FRAGMENTO DEL DOCUMENTO
Muchos de nosotros sólo recordamos los golpes, los gritos, los regaños, los jalones de pelo. Pero es un hecho que es mejor que nos den un buen correctivo a tiempo, que lamentar después porque “no supieron encaminarnos” (como si nosotros no fuésemos responsables de nuestros errores). Más vale levantarle la canasta a un chavo perezoso que no siguió estudiando, a mantenerlo cuando tenga cincuenta años. Mejor dar un manotazo cuando el niño robe alguna chuchería sin importancia, que visitarlo en el tutelar de menores o de plano en la cárcel.
Y recomiendo hablar con ellos a tiempo sobre las aves y las abejas y explicarles que hay métodos anticonceptivos (ninguna religión debiera estar peleada con el sentido común). Hace unas semanas pasaron en el noticiario de Joaquín López-Dóriga un reportaje sobre la pobreza: una mujer con cuatro hijos y… ¡veinticuatro años!!!, que sacaba cien pesos recogiendo basura cuando bien le iba, y que si podía le compraba un vaso de leche a sus niños y un bolillo diario, mientras la pobrecita señora estaba perdiendo la dentadura por falta de nutrimentos. ¿Qué necesidad había de eso??? Cuando uno llega a la edad de la calentura (de que llega, llega), sale más barato comprar una cajita de condones que mantener a tooodos los hijos “que Dios nos mande”.

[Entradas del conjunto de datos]
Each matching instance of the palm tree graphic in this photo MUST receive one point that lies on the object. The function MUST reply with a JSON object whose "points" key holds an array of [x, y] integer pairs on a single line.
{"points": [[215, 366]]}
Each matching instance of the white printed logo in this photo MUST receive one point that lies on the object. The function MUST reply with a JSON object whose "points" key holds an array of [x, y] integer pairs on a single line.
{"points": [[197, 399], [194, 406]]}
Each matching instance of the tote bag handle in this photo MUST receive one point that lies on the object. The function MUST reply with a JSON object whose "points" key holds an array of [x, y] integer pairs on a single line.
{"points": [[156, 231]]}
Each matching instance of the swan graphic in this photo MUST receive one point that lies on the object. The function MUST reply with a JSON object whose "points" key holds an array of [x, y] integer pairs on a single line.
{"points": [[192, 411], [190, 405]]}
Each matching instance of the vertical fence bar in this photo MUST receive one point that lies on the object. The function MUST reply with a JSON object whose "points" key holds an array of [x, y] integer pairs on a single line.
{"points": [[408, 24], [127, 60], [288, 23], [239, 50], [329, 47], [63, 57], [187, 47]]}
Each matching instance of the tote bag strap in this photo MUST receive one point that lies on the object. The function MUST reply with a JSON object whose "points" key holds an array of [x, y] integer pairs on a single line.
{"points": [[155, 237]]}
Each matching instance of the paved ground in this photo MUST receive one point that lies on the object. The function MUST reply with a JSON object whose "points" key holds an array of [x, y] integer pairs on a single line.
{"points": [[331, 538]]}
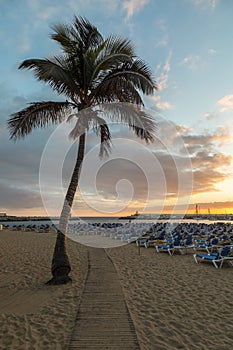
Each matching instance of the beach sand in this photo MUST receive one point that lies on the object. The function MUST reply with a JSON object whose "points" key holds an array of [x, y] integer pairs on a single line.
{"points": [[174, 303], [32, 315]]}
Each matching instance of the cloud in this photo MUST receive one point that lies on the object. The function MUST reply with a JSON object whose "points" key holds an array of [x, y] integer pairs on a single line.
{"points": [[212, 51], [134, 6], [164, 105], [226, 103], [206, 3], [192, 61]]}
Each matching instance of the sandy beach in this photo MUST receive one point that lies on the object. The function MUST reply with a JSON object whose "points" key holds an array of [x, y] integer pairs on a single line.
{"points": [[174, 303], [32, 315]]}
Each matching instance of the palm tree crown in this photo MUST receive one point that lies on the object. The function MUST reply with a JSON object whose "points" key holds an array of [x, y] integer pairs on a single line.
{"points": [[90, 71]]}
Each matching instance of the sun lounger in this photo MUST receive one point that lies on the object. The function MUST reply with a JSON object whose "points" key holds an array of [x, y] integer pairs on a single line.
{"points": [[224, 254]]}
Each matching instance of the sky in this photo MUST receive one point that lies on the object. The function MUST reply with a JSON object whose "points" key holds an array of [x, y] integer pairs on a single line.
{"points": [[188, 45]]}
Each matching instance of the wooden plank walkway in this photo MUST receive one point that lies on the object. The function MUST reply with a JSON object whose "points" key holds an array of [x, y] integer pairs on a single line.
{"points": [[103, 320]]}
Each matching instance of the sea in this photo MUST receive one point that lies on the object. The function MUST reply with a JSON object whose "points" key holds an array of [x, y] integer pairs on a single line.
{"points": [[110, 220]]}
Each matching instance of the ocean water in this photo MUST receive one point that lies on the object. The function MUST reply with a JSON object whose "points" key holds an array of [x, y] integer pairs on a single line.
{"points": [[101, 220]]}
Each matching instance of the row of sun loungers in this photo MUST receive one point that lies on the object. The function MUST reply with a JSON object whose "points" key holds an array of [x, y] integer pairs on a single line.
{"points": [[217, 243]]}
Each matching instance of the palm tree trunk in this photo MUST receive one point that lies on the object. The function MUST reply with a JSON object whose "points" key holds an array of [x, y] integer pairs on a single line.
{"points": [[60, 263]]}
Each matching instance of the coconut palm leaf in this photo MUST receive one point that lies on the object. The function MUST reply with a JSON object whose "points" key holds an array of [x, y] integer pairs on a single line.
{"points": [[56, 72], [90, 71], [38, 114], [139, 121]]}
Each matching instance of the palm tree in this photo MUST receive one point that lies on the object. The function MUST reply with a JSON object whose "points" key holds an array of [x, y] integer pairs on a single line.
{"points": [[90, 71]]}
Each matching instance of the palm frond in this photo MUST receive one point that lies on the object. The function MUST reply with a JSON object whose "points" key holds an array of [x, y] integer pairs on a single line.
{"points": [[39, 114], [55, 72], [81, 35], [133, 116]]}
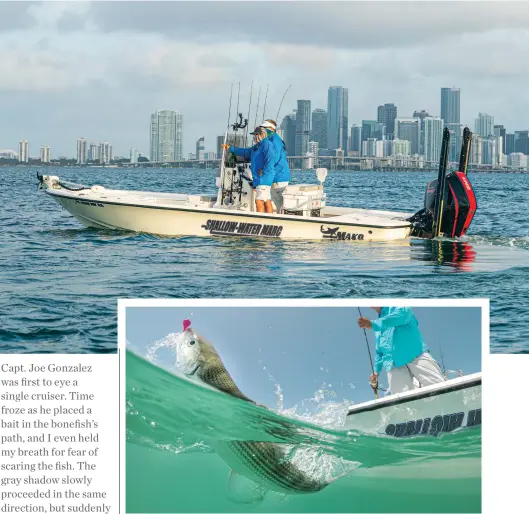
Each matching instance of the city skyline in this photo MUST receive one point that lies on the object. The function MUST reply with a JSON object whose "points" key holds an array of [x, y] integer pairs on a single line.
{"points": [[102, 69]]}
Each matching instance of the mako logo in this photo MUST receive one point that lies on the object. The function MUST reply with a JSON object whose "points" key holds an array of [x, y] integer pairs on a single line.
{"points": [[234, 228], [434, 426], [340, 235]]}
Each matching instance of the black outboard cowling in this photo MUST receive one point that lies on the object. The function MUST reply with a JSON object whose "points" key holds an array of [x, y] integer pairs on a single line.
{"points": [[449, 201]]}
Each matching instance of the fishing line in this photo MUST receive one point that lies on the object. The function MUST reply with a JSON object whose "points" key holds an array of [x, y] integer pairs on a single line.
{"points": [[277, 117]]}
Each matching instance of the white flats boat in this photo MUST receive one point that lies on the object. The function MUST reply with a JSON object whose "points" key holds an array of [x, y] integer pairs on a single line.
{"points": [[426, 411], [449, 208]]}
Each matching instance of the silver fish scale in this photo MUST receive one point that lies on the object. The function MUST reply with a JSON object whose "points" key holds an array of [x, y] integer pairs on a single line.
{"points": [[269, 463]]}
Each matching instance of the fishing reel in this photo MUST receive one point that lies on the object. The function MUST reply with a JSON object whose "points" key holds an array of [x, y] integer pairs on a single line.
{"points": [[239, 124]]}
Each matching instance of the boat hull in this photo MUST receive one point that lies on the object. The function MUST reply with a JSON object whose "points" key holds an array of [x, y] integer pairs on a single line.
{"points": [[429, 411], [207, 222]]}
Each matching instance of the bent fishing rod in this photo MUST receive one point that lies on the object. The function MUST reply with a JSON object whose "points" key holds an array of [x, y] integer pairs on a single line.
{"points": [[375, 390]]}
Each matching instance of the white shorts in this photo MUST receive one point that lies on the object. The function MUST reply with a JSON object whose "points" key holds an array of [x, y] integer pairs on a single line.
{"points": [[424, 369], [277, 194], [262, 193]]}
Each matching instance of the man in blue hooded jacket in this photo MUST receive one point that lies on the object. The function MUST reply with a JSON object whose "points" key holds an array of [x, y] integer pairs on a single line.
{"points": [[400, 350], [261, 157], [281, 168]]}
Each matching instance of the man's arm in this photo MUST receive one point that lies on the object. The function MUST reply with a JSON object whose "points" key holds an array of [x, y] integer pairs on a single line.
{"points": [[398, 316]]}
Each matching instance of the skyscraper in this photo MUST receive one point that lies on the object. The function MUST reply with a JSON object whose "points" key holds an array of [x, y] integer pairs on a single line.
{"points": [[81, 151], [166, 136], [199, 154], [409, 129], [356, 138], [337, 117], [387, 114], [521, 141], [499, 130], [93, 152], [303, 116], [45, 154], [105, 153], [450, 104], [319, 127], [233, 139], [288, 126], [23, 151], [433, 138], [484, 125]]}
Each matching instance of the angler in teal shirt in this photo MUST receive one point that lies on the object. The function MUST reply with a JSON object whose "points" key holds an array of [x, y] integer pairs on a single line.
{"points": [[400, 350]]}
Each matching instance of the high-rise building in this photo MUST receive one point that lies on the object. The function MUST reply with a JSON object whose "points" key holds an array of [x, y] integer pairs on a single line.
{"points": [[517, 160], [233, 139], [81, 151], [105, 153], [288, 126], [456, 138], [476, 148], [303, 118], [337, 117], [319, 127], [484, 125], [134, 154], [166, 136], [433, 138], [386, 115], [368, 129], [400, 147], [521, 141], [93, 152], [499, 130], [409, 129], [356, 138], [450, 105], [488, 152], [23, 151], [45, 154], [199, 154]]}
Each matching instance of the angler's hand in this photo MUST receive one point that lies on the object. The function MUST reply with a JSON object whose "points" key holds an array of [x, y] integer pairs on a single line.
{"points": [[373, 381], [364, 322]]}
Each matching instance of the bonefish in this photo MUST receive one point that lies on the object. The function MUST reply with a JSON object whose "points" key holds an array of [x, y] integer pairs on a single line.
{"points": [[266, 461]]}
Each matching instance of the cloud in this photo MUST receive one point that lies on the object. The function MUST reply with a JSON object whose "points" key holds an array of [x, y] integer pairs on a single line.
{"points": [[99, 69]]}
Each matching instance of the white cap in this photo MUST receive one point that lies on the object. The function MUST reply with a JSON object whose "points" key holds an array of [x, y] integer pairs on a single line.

* * *

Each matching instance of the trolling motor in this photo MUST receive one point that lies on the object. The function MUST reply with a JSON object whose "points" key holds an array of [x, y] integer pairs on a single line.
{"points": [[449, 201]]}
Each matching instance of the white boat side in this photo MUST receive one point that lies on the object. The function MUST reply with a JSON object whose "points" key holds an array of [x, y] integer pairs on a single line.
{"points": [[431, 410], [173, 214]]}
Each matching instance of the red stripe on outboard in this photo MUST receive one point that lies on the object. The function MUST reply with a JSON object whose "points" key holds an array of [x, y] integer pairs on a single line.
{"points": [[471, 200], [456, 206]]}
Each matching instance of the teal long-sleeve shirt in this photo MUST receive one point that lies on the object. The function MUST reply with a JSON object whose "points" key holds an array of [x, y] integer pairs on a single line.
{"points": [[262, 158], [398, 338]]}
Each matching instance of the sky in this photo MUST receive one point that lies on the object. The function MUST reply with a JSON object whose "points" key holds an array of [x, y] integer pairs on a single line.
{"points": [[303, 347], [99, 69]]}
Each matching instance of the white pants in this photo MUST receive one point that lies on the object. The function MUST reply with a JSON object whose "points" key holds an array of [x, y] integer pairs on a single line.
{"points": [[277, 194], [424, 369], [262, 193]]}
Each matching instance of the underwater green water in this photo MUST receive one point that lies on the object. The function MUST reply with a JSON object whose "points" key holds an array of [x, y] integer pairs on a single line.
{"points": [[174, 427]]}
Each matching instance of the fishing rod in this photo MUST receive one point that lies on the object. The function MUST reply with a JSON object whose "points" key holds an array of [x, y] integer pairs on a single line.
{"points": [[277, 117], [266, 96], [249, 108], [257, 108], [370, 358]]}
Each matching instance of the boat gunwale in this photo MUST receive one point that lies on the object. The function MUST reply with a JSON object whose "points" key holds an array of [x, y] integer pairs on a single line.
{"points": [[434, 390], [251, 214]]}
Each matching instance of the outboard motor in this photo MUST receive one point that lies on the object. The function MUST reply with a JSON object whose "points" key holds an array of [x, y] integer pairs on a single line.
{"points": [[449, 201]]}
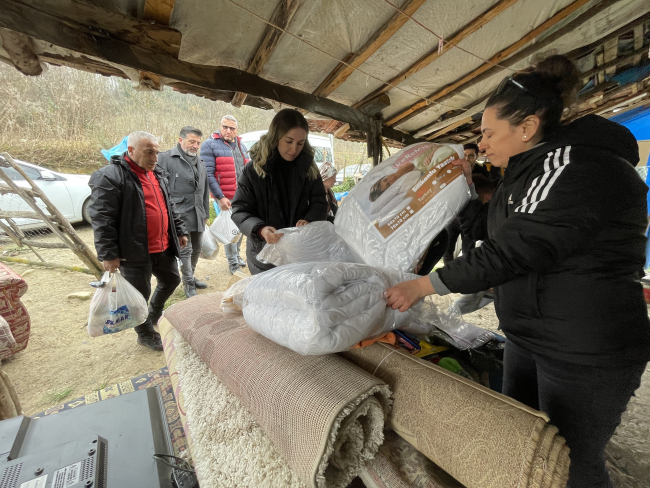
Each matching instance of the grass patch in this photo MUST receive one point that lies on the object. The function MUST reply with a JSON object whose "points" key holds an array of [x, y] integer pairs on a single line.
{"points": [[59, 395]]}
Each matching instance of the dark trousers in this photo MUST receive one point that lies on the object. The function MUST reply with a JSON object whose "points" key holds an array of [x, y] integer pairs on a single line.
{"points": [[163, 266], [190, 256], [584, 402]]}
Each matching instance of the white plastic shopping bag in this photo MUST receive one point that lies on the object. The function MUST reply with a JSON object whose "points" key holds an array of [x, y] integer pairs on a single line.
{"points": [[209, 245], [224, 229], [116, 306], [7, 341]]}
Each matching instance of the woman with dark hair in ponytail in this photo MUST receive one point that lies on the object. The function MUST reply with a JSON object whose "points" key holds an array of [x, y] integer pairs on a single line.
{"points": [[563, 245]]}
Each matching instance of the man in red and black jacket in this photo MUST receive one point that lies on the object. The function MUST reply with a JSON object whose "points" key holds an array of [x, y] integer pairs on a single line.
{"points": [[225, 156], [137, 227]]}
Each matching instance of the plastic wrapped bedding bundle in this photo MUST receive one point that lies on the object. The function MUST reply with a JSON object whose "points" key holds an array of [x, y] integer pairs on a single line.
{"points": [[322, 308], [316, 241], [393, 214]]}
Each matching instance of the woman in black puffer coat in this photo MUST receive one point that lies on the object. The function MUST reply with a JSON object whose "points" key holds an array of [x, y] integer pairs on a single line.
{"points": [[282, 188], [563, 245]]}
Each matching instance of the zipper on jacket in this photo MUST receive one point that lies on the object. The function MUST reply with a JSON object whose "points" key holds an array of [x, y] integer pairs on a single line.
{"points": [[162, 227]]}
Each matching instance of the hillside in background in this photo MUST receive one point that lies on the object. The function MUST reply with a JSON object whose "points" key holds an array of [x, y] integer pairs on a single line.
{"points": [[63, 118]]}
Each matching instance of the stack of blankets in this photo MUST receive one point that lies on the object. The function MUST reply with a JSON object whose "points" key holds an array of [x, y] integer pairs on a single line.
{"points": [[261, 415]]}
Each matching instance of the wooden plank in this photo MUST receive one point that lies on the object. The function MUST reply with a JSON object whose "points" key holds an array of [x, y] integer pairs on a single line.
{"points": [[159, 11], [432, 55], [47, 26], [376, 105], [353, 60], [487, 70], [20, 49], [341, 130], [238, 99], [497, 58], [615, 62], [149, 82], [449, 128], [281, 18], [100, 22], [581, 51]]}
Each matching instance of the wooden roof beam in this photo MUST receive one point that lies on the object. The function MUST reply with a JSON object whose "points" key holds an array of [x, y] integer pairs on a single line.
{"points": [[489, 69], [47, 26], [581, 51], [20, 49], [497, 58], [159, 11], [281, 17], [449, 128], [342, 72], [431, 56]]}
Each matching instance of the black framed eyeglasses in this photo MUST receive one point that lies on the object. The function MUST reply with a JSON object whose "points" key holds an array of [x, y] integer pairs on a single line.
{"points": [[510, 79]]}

CONSIGNA
Continúa el texto sobre la disciplina y la educación de los hijos desde su última oración.

RESPUESTA AL EJERCICIO
Ahora que trabajo con niños y adolescentes de todo tipo, desde el mejor portadito hasta el que ya debe ir con psicólogos aún estando en el kínder, veo que el noventa y nueve punto nueve por ciento de las madres no saben cómo tratar a sus hijos cuando éstos llegan “a la edad del mono”, incluso antes cuando se trata de escuinclitos pegalones o con síndrome desafiante. No sé si todas, pero sí la mayor parte de las mamás deben soportar que sus hijos enloquezcan sin saber qué hacer con ellos pues no quieren ser consideradas “la peor madre del universo”.
Lamento anunciarles que nooo se puede hacer gran cosa al respecto (mejor pregúntenle a mi esposo, quien es algo así como el “San Juditas Plis”, experto en causas desesperadas), sólo corregirlos aunque nos aborrezcan, y esperar a que los susodichos “maduren”, entre comillas porque el ser humano tiende a crecer y evolucionar durante toda su existencia (con excepción de los “forevers” tipo Alex Lora, que a su vez engendrarán “forevitos”, jajaja), y rogarle al santo de su devoción que los mencionados jovenzuelos agarren la onda y comprendan que, por regla general, todo lo que una madre hace lo hace pensando en el bienestar de su prole.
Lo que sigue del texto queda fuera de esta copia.